• **Supplied material**:
+===+

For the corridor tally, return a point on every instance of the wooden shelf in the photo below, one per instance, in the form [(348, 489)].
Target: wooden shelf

+===+

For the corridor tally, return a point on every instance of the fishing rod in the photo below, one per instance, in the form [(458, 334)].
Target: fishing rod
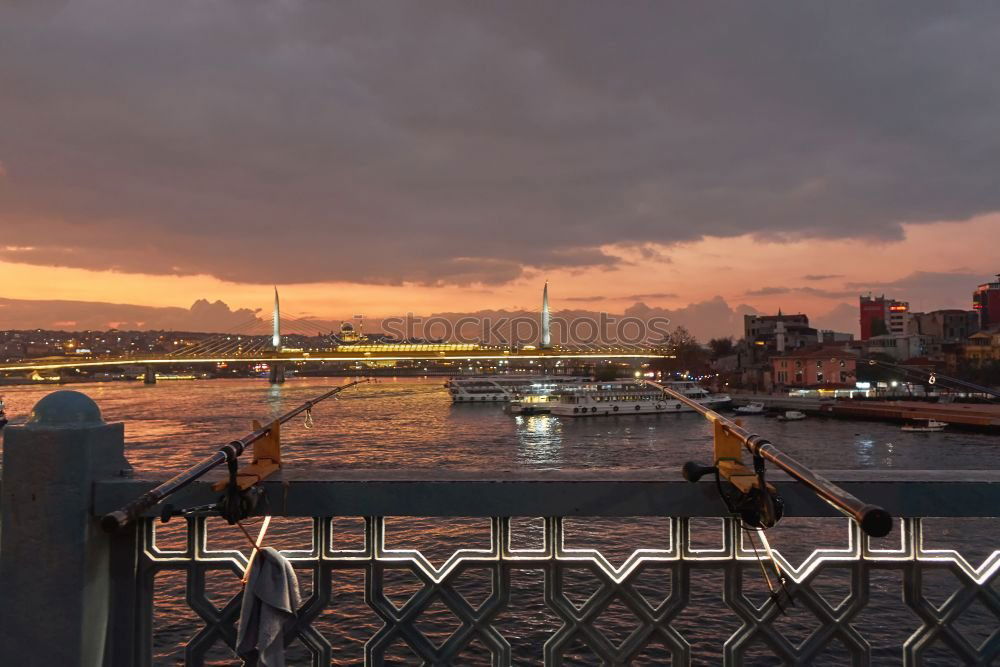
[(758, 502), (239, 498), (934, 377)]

+===+

• **Task goal**:
Nothing but a number is asked for: how many lines of the records contain the word "every"?

• **Response area**:
2